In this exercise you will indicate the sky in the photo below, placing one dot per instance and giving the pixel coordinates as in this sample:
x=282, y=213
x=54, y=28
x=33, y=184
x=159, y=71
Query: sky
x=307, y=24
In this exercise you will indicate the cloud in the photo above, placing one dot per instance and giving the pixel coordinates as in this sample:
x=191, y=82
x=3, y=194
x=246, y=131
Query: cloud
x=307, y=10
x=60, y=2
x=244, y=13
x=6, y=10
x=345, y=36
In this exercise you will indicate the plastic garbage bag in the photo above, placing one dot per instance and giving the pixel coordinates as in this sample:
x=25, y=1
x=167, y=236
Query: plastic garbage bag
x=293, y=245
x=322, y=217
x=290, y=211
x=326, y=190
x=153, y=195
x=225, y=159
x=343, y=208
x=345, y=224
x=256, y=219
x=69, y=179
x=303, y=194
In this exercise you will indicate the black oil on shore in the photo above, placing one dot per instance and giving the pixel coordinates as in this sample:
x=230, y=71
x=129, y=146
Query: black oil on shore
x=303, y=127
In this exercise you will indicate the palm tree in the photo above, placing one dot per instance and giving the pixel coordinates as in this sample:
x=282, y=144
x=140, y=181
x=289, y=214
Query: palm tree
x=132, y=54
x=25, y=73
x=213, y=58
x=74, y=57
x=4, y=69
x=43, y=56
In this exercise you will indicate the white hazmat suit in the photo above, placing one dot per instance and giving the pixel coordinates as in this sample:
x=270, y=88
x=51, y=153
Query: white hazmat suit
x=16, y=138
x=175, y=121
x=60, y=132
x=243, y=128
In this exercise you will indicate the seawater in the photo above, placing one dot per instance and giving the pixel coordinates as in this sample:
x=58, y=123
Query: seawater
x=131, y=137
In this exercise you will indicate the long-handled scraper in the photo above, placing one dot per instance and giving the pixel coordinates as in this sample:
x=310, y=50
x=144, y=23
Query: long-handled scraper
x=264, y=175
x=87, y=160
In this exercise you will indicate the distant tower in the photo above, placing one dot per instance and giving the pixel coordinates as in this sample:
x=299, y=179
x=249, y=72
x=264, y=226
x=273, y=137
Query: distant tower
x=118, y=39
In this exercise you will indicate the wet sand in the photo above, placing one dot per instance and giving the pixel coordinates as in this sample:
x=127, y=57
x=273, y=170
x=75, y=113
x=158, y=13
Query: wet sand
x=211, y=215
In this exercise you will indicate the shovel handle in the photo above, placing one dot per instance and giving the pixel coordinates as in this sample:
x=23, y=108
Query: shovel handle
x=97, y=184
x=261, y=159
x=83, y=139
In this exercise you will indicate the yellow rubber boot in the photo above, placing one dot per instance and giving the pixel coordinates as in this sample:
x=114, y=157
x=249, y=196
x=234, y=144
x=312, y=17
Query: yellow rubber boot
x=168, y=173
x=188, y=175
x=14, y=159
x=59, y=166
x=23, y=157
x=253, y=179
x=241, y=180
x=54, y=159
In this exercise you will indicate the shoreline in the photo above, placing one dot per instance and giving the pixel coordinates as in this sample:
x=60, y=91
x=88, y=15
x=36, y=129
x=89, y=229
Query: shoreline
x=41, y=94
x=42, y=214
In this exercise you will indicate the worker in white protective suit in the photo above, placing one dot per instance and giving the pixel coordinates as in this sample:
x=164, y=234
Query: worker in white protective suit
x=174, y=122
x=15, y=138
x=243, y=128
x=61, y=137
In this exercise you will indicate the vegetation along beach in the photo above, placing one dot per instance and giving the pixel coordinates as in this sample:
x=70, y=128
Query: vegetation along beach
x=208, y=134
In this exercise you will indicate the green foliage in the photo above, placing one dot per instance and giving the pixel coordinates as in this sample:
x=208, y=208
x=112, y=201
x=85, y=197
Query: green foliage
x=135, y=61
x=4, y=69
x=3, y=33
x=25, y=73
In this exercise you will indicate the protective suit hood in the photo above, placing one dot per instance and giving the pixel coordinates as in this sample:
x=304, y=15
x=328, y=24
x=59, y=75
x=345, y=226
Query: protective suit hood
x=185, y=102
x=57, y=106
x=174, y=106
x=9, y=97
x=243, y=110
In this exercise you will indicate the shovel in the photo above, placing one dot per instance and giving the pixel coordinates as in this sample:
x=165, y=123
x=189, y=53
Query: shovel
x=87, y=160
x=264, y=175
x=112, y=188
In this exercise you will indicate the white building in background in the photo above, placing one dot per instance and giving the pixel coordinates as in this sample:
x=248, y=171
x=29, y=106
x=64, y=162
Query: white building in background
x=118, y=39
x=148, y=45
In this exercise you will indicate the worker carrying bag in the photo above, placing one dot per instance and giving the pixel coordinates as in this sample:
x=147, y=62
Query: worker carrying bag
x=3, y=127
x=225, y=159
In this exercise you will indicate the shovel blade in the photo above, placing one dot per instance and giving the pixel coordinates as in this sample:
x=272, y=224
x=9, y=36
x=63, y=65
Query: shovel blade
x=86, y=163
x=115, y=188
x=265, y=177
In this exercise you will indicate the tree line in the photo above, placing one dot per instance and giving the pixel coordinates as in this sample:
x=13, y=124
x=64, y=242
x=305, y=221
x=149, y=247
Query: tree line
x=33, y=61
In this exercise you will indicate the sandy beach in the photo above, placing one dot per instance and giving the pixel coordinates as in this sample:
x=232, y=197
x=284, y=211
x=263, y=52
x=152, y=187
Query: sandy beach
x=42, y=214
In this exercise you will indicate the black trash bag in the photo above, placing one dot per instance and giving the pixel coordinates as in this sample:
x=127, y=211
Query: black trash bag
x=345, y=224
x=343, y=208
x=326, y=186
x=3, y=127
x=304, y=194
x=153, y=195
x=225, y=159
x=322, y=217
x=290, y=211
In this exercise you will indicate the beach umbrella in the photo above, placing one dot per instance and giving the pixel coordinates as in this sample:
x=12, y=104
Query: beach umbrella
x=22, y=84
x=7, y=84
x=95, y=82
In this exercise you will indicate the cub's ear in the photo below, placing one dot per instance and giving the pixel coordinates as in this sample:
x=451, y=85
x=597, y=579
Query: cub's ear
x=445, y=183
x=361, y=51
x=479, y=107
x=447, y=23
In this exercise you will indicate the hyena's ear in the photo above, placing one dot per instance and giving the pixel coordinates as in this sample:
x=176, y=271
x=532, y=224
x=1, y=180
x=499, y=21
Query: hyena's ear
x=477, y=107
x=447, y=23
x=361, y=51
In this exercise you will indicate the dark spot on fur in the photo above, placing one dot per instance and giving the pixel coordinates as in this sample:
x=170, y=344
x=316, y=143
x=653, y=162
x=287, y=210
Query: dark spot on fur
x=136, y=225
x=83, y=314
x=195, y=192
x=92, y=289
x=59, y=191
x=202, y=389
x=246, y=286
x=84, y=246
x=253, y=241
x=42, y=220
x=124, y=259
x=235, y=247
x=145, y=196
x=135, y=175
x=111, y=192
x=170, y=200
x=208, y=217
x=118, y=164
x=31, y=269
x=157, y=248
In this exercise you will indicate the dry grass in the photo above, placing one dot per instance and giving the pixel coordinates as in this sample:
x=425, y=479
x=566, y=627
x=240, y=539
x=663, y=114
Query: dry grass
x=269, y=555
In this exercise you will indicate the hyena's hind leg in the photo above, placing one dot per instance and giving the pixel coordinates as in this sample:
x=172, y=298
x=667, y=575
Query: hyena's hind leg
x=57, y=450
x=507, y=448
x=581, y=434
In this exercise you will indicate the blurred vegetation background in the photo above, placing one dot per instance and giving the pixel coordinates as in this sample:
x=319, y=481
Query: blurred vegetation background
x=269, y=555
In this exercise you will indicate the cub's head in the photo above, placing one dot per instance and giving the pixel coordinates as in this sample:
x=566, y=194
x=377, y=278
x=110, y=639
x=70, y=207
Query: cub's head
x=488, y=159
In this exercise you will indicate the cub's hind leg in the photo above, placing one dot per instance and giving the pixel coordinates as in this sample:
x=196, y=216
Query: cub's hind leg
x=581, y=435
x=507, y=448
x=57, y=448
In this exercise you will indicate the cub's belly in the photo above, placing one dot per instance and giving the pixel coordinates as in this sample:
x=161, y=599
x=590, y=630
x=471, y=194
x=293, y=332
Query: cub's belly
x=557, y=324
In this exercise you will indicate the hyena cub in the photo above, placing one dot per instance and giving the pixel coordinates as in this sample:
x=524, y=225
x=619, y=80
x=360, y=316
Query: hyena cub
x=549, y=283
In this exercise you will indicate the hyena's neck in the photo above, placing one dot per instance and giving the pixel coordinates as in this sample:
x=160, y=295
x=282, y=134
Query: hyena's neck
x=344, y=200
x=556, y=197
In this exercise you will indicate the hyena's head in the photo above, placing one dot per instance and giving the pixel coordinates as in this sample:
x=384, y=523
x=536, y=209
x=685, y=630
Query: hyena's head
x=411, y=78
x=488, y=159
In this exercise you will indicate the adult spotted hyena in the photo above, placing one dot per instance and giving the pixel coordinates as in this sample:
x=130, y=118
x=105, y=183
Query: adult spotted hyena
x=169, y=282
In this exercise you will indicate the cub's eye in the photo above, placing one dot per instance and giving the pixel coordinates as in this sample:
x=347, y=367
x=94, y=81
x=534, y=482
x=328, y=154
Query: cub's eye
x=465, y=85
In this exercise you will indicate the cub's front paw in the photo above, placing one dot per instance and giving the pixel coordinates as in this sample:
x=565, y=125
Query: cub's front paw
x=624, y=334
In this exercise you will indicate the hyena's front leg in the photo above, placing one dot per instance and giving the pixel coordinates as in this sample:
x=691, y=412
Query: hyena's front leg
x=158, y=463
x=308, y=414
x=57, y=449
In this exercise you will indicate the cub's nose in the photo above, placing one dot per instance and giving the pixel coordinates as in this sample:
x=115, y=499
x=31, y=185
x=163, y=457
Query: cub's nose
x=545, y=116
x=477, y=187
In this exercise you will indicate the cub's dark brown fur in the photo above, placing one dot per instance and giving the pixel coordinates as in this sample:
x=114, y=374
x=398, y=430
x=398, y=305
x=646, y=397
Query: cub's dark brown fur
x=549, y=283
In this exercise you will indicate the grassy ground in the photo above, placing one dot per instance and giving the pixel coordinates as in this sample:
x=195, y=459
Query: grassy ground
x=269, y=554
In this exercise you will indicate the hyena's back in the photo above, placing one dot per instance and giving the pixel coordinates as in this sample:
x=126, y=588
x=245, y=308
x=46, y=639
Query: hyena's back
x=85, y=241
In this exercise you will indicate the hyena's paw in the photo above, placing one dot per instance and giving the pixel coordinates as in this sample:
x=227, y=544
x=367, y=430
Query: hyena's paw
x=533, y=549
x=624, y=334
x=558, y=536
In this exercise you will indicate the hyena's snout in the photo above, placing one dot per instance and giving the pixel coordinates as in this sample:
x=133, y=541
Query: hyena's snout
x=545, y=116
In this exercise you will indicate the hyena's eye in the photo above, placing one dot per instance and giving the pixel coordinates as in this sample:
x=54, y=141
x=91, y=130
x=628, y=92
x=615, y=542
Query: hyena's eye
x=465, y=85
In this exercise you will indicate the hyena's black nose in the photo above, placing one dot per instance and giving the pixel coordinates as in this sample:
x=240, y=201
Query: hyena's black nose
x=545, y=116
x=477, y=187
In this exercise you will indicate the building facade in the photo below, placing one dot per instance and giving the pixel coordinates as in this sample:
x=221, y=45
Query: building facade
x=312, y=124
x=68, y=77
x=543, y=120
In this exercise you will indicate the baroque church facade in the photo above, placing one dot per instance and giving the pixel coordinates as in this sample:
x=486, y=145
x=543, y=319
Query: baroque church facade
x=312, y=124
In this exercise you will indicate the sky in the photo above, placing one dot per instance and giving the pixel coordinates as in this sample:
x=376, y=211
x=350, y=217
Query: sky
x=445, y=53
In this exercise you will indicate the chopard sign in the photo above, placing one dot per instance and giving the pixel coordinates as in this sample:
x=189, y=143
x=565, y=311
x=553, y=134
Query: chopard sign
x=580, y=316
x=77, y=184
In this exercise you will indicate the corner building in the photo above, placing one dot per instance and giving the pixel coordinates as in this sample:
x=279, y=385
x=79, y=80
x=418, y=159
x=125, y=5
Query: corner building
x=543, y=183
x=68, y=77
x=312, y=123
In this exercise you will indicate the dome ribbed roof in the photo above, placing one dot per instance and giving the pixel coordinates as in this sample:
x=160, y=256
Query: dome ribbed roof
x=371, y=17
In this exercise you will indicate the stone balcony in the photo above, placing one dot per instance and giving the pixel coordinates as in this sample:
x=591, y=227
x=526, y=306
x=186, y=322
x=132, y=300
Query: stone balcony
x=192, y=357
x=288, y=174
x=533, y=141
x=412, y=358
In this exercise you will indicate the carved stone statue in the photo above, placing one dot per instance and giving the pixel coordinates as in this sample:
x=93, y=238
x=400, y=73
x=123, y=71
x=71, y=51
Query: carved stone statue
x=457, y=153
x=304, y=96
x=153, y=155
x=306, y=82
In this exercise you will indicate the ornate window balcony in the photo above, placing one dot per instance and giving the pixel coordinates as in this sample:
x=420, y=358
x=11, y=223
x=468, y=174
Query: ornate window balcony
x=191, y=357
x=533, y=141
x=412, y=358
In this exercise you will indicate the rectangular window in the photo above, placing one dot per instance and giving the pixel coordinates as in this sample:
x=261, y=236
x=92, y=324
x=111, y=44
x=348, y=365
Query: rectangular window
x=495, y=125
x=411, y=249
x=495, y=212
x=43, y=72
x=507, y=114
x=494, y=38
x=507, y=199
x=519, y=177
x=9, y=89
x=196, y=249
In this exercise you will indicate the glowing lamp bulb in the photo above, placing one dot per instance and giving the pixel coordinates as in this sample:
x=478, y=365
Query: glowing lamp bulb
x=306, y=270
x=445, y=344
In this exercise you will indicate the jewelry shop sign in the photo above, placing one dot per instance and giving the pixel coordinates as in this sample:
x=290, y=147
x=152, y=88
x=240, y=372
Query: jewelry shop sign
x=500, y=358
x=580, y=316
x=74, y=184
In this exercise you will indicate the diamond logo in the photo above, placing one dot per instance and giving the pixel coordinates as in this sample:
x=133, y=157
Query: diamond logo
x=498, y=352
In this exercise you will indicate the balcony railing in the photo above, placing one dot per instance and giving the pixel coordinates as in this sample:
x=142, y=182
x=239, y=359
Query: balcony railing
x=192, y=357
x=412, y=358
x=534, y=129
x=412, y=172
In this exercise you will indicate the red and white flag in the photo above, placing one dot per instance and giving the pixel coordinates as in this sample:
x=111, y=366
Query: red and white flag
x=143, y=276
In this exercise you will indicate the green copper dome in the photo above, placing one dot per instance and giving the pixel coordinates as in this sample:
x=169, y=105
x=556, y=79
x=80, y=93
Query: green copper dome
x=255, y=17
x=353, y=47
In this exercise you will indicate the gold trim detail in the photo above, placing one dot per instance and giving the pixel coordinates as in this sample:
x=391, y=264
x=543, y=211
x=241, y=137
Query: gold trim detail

**Activity**.
Each line of the material with the word "detail" in it should be listed.

**Exercise output**.
In this exercise you will indicate the gold trim detail in the photo above, placing one dot per instance and giving the pixel coordinates as in this sample:
Query: gold trim detail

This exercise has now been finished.